----- TEXTE DE RÉFÉRENCE

Cela aurait pu servir de leçon, mais aucune conclusion quant aux responsabilités n’a été tirée de cet événement : le préfet de police a été confirmé dans ses fonctions.
Dans une question écrite du 28 mai 2013, renouvelée le 19 novembre, je vous ai demandé de me faire connaître le bilan ainsi que le coût de ces émeutes pour les policiers. Vous n’y avez jamais répondu.
Cette fin de semaine, de nouvelles violences et des interpellations ont eu lieu sur les Champs-Élysées. Ces incidents répétés reflètent votre impuissance à combattre l’insécurité et la violence. Vos annonces, à grand renfort de communication, n’y changeront rien. La réalité est là : les violences contre les personnes augmentent de 5,5 % au premier trimestre 2014 ; les vols à la tire sont monnaie courante à Paris et les cambriolages, dans les villes comme dans les campagnes explosent, avec une hausse de 23 % à Paris.

----------
----- DONNÉES ENREGISTRÉES

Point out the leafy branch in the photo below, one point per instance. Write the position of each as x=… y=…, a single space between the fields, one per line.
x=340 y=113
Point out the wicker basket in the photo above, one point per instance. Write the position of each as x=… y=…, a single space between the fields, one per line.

----------

*SÉRIE D’EXERCICES*:
[1] Indiquez si chacune des affirmations suivantes concorde avec le texte, en répondant par oui ou par non et en citant les mots décisifs du texte. (a) Le préfet de police a été maintenu à son poste. (b) La question écrite a obtenu une réponse. (c) Les cambriolages ont augmenté de 5,5 % à Paris.
[2] Réécrivez le passage du texte qui commence par « Dans une question » et s’arrête après « avez jamais répondu. », en changeant « bilan » en « détail ».

*LISTE DES RÉPONSES*:
[1]
(a) Oui : « le préfet de police a été confirmé dans ses fonctions ».
(b) Non : « Vous n’y avez jamais répondu. »
(c) Non : « avec une hausse de 23 % à Paris ».

[2]
Dans une question écrite du 28 mai 2013, renouvelée le 19 novembre, je vous ai demandé de me faire connaître le détail ainsi que le coût de ces émeutes pour les policiers. Vous n’y avez jamais répondu.